PAGE →
- - - - - - -
Il est de ces figures méconnues de notre République. Un esclave qui a traversé toutes les plus grandes périodes de l’Histoire pour devenir l’un des premiers représentants du peuple souverain. Par son passé et ses combats, Jean-Baptiste Belley fait partie des personnages importants ayant participé à la construction du monde tel que nous le connaissons, et qu’il est nécessaire de ne pas laisser dans l’oubli.
- - - - - - -
À FAIRE → Pouvez-vous prolonger le texte sur Jean-Baptiste Belley à partir de sa dernière phrase ? La liste n'intervient en rien dans ce travail.
- - - - - - -
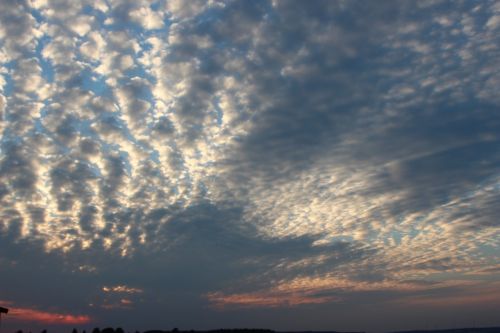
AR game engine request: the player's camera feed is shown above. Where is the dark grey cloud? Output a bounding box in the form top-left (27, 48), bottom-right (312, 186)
top-left (0, 1), bottom-right (500, 330)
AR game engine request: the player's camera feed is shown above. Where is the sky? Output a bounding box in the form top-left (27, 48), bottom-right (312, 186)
top-left (0, 0), bottom-right (500, 332)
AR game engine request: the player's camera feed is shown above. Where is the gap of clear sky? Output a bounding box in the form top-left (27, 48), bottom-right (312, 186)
top-left (0, 0), bottom-right (500, 332)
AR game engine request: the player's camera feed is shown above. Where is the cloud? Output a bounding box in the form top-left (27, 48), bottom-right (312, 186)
top-left (0, 1), bottom-right (500, 330)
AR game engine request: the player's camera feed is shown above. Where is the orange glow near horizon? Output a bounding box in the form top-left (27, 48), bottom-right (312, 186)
top-left (9, 308), bottom-right (91, 325)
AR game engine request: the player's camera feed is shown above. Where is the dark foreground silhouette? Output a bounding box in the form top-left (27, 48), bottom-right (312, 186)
top-left (9, 327), bottom-right (500, 333)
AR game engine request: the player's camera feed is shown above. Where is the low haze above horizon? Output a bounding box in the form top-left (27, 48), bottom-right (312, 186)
top-left (0, 0), bottom-right (500, 333)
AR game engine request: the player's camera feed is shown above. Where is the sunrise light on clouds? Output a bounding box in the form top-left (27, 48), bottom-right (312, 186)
top-left (0, 0), bottom-right (500, 331)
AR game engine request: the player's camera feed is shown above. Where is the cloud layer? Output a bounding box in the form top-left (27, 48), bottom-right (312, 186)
top-left (0, 0), bottom-right (500, 329)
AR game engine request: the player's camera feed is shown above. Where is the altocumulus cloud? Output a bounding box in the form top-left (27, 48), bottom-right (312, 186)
top-left (0, 0), bottom-right (500, 329)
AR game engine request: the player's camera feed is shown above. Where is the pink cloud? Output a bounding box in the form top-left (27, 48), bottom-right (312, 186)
top-left (8, 307), bottom-right (91, 325)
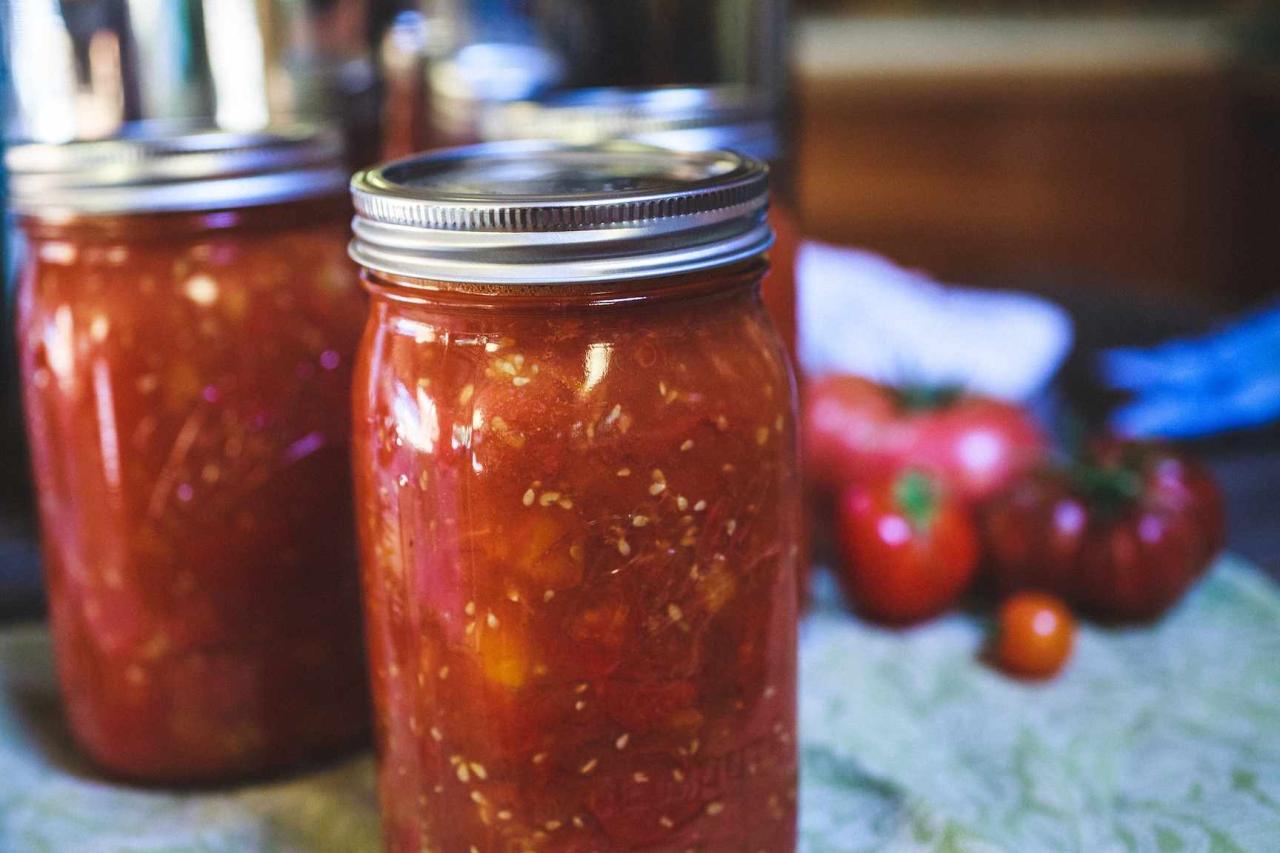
- - - - - - -
RÉPONSE →
Belley: une vie à acheter sa liberté, et celle des autres

Belley naît entre 1746 et 1747, selon ses propres dires, sur l’île de Gorée, au large du Sénégal. Vers ses 2 ans, il est fait esclave puis déporté sur l’île d’Haïti, à cette époque connue comme la colonie de Saint Domingue. Toutefois, cette date et ce lieu restent très incertains, ce qui n’est pas étonnant pour l’époque au regard de sa condition. Son acte de décès indiquera qu’il est né en 1755, à Léogane, dans la partie Nord de Saint Domingue. Il y travaille comme perruquier sous le surnom de Timbazé, et ce, jusqu’à acheter sa liberté sur ses propres deniers. Il va s’engager par la suite dans l’armée, qui lui donnera probablement une éducation, et notamment dans le corps supplétif des « Nègres Libres du Cap » aux cotés de 800 autres afro-descendants de Saint Domingue.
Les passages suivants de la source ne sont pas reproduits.